• [What is being asked] Please reproduce, unchanged, the stretch of the material below from the line containing "[trace] every instance of the blue backpack" through the line containing "292), (376, 292)]", including both of those lines.

• [Contour labeling entries]
— start —

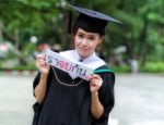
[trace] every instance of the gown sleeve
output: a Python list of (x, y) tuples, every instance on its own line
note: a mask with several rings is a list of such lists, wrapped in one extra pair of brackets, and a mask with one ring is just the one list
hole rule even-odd
[(109, 113), (115, 104), (115, 97), (114, 97), (115, 74), (113, 72), (107, 72), (107, 73), (99, 73), (98, 75), (103, 79), (103, 85), (98, 90), (98, 98), (104, 107), (104, 114), (98, 120), (93, 117), (92, 125), (107, 125)]
[[(49, 74), (48, 74), (48, 78), (47, 78), (47, 91), (49, 89), (49, 86), (50, 86), (50, 79), (52, 77), (52, 68), (50, 67), (49, 70)], [(35, 87), (38, 85), (39, 83), (39, 78), (40, 78), (40, 72), (37, 72), (35, 78), (34, 78), (34, 82), (33, 82), (33, 95), (35, 97)], [(47, 93), (46, 93), (47, 95)]]

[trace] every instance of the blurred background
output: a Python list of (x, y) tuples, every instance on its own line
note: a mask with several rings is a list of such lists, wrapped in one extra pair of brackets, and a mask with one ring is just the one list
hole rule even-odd
[(110, 124), (164, 125), (163, 0), (0, 0), (0, 125), (30, 125), (35, 55), (46, 48), (72, 48), (65, 2), (122, 22), (108, 24), (105, 41), (96, 50), (116, 73), (117, 100)]

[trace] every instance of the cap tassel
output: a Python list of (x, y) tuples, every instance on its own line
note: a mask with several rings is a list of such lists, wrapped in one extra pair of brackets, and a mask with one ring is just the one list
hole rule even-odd
[(72, 32), (72, 12), (69, 11), (69, 16), (68, 16), (68, 34), (71, 34)]

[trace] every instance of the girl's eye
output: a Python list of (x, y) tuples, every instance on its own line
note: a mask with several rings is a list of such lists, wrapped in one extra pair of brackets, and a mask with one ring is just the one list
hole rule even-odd
[(83, 35), (78, 35), (78, 37), (79, 37), (79, 38), (83, 38), (84, 36), (83, 36)]
[(95, 39), (94, 37), (89, 37), (89, 40), (91, 40), (91, 41), (94, 40), (94, 39)]

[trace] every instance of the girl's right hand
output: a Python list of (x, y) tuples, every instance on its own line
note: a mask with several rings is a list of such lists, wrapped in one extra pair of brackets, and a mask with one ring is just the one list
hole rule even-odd
[(50, 65), (45, 61), (45, 54), (36, 55), (36, 66), (42, 74), (47, 75), (49, 73)]

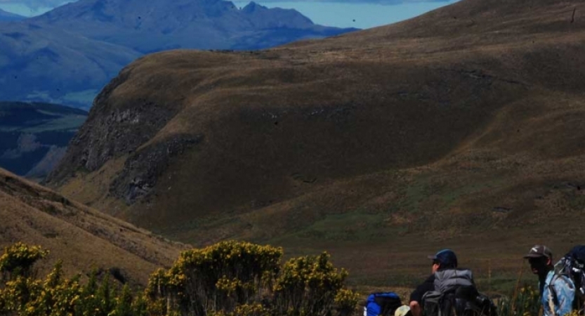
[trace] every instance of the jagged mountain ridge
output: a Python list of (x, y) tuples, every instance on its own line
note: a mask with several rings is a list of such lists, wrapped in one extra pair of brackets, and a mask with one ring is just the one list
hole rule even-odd
[(22, 242), (49, 250), (41, 268), (59, 260), (69, 275), (115, 269), (124, 281), (145, 286), (185, 245), (103, 214), (0, 169), (0, 247)]
[[(239, 43), (255, 37), (254, 32), (275, 29), (305, 30), (308, 35), (320, 32), (322, 36), (339, 32), (315, 25), (294, 10), (268, 9), (254, 2), (239, 10), (232, 2), (221, 0), (183, 0), (171, 5), (151, 0), (147, 6), (138, 1), (84, 0), (57, 8), (33, 20), (61, 27), (75, 27), (87, 37), (142, 53), (161, 51), (162, 47), (244, 48)], [(90, 27), (86, 27), (88, 22)], [(147, 38), (144, 37), (146, 34), (150, 35)], [(277, 41), (270, 46), (285, 42)]]
[(20, 20), (24, 20), (25, 18), (26, 18), (22, 15), (14, 14), (11, 12), (6, 12), (2, 9), (0, 9), (0, 22), (18, 21)]
[(221, 0), (81, 0), (0, 32), (0, 100), (88, 108), (124, 65), (174, 48), (260, 49), (355, 29), (313, 24), (294, 10)]
[(447, 244), (510, 269), (535, 236), (578, 240), (551, 232), (585, 211), (583, 3), (462, 0), (265, 51), (147, 56), (49, 184), (183, 241), (327, 249), (368, 279)]

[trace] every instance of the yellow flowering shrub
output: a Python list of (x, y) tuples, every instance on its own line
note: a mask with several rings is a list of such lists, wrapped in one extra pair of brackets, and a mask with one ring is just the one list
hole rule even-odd
[(0, 256), (0, 272), (3, 279), (10, 279), (18, 275), (28, 276), (32, 265), (39, 259), (48, 254), (39, 246), (29, 246), (17, 242), (4, 248), (4, 254)]
[(498, 315), (538, 316), (542, 304), (538, 289), (525, 284), (510, 297), (498, 301)]
[(169, 269), (159, 269), (143, 292), (119, 291), (93, 271), (64, 277), (61, 263), (37, 279), (33, 265), (47, 251), (22, 243), (0, 256), (0, 315), (280, 316), (349, 315), (357, 294), (343, 290), (347, 277), (323, 254), (282, 265), (282, 249), (225, 242), (184, 251)]
[(280, 315), (328, 315), (347, 276), (327, 253), (291, 259), (275, 284), (275, 308)]
[(233, 241), (183, 251), (170, 269), (151, 275), (147, 294), (164, 298), (171, 308), (164, 312), (232, 312), (270, 291), (282, 256), (280, 248)]

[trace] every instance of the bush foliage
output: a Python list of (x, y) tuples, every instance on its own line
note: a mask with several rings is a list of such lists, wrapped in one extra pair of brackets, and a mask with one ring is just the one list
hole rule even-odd
[(0, 257), (0, 315), (347, 315), (359, 296), (329, 256), (282, 263), (281, 248), (225, 242), (184, 251), (151, 275), (144, 291), (98, 280), (94, 272), (65, 277), (58, 263), (44, 279), (34, 264), (48, 251), (17, 243)]

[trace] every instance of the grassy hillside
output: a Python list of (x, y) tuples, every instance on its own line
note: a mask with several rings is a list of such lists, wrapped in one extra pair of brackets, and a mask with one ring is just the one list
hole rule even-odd
[(462, 0), (271, 50), (147, 56), (49, 183), (195, 244), (327, 249), (360, 284), (412, 285), (446, 246), (513, 282), (532, 244), (582, 239), (584, 2)]
[(44, 178), (86, 118), (86, 112), (62, 105), (0, 102), (0, 167)]
[(152, 271), (170, 265), (184, 249), (1, 169), (0, 216), (0, 248), (41, 245), (51, 251), (43, 272), (63, 260), (70, 275), (115, 270), (132, 284), (146, 285)]

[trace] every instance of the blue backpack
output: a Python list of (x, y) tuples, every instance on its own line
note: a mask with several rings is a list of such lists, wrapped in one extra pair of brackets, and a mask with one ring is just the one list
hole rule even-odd
[(368, 296), (364, 307), (364, 316), (392, 316), (402, 303), (394, 292), (376, 292)]

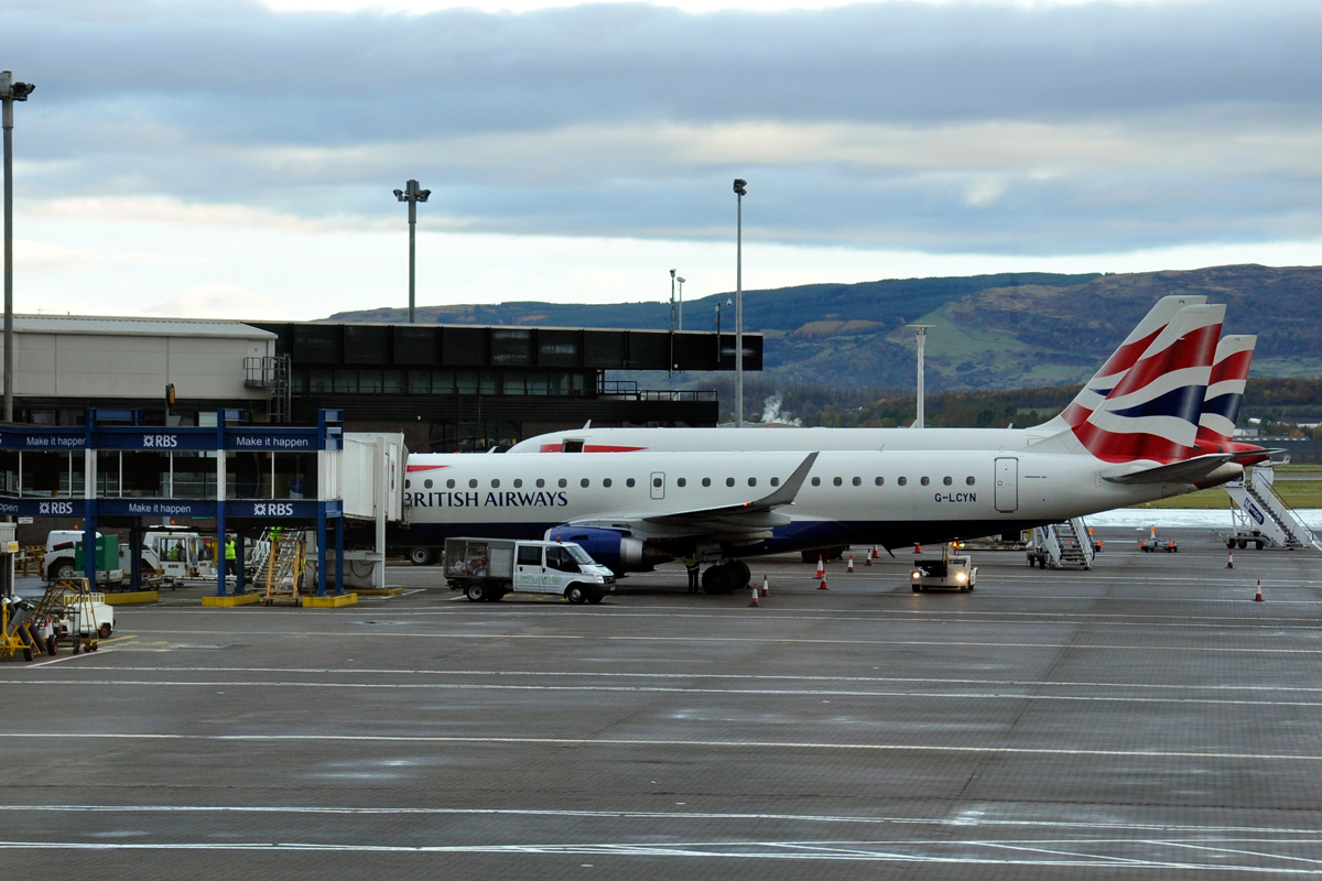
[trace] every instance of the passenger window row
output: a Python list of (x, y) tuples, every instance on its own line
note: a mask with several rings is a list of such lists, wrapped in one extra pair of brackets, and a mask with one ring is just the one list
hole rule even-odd
[[(514, 483), (514, 489), (522, 489), (524, 487), (522, 478), (514, 478), (513, 483)], [(780, 486), (780, 478), (779, 477), (773, 477), (773, 478), (771, 478), (769, 483), (772, 486)], [(863, 485), (863, 478), (862, 477), (850, 478), (850, 483), (853, 486), (862, 486)], [(908, 485), (908, 478), (907, 477), (896, 477), (895, 478), (895, 483), (898, 486), (907, 486)], [(932, 478), (929, 478), (929, 477), (920, 477), (919, 478), (919, 483), (921, 483), (923, 486), (929, 486), (932, 483)], [(954, 483), (954, 478), (952, 478), (949, 476), (941, 478), (941, 485), (943, 486), (952, 486), (953, 483)], [(968, 477), (964, 478), (964, 483), (966, 486), (974, 486), (977, 483), (977, 481), (970, 474), (970, 476), (968, 476)], [(628, 478), (628, 479), (624, 481), (624, 485), (628, 486), (629, 489), (632, 489), (633, 486), (636, 486), (636, 482), (631, 477), (631, 478)], [(657, 489), (660, 489), (661, 485), (662, 485), (662, 479), (660, 477), (656, 477), (656, 478), (652, 479), (652, 485), (656, 486)], [(683, 477), (678, 477), (678, 478), (676, 478), (674, 485), (680, 486), (680, 487), (683, 487), (683, 486), (689, 485), (689, 481), (686, 478), (683, 478)], [(711, 486), (711, 478), (710, 477), (703, 477), (702, 478), (702, 485), (703, 486)], [(726, 486), (734, 486), (734, 485), (735, 485), (735, 478), (727, 477), (726, 478)], [(812, 485), (813, 486), (821, 486), (822, 485), (822, 478), (814, 477), (812, 479)], [(833, 477), (832, 478), (832, 485), (833, 486), (843, 486), (845, 485), (845, 478), (842, 478), (842, 477)], [(873, 478), (873, 485), (874, 486), (886, 486), (886, 478), (884, 477), (874, 477)], [(431, 478), (427, 478), (427, 479), (424, 479), (422, 482), (422, 486), (423, 486), (423, 489), (430, 490), (430, 489), (434, 487), (434, 481)], [(492, 478), (490, 486), (492, 486), (493, 490), (500, 489), (500, 478)], [(537, 478), (535, 486), (537, 486), (537, 489), (545, 489), (546, 487), (546, 481), (539, 477), (539, 478)], [(557, 481), (557, 486), (559, 486), (561, 489), (564, 489), (566, 486), (568, 486), (568, 481), (562, 477), (562, 478), (559, 478)], [(592, 486), (592, 481), (590, 481), (588, 478), (584, 477), (584, 478), (582, 478), (579, 481), (579, 486), (582, 486), (583, 489), (588, 489), (590, 486)], [(602, 479), (602, 486), (605, 487), (605, 489), (611, 489), (611, 486), (613, 486), (613, 481), (609, 477), (603, 478)], [(748, 478), (748, 486), (758, 486), (758, 478), (756, 477), (750, 477)], [(405, 489), (411, 489), (411, 487), (412, 487), (412, 479), (406, 479), (405, 481)], [(446, 489), (448, 489), (448, 490), (455, 489), (455, 479), (453, 478), (449, 478), (449, 479), (446, 481)], [(468, 481), (468, 489), (473, 489), (473, 490), (477, 489), (477, 479), (476, 478), (469, 478), (469, 481)]]

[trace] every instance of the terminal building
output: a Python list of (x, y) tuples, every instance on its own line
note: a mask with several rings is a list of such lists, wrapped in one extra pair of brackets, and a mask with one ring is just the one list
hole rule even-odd
[[(763, 337), (743, 338), (761, 370)], [(16, 316), (15, 420), (307, 425), (334, 409), (412, 450), (477, 452), (588, 420), (715, 425), (715, 391), (628, 376), (734, 365), (731, 333)]]

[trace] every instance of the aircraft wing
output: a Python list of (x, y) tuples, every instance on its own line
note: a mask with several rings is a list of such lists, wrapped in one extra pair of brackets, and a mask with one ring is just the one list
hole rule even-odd
[[(1126, 462), (1110, 473), (1104, 473), (1101, 479), (1112, 483), (1199, 483), (1227, 462), (1235, 458), (1235, 453), (1212, 453), (1210, 456), (1195, 456), (1182, 462), (1170, 465), (1157, 465), (1142, 468), (1138, 462)], [(1243, 469), (1240, 469), (1243, 472)], [(1227, 478), (1233, 479), (1233, 478)]]
[(615, 516), (571, 520), (575, 526), (595, 526), (609, 530), (629, 530), (640, 538), (686, 538), (710, 535), (722, 540), (752, 540), (771, 538), (777, 526), (789, 523), (789, 516), (775, 509), (793, 505), (795, 497), (808, 479), (817, 461), (809, 453), (784, 483), (773, 493), (739, 505), (670, 511), (666, 514), (621, 514)]

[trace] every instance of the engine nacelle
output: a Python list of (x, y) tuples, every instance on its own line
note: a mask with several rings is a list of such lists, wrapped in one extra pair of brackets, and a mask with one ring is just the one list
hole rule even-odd
[(619, 530), (584, 526), (557, 526), (546, 531), (547, 542), (574, 542), (612, 572), (650, 572), (657, 563), (674, 559), (670, 553), (649, 547), (642, 539)]

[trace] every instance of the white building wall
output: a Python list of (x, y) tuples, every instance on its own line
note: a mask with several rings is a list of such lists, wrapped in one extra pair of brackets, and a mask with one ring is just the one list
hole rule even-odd
[[(243, 384), (243, 359), (275, 354), (275, 337), (144, 333), (15, 333), (15, 395), (41, 398), (163, 398), (175, 383), (181, 402), (264, 400)], [(0, 357), (3, 357), (0, 345)]]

— end —

• [Task output]
[trace] every instance of the blue backpack
output: a Python list of (x, y) tuples, every instance on its own line
note: a mask with several rings is a list of such lists, wrapped in one extra pair of brackets, and a mask with one ring is just the one list
hole rule even-odd
[(368, 296), (364, 307), (364, 316), (392, 316), (402, 303), (394, 292), (376, 292)]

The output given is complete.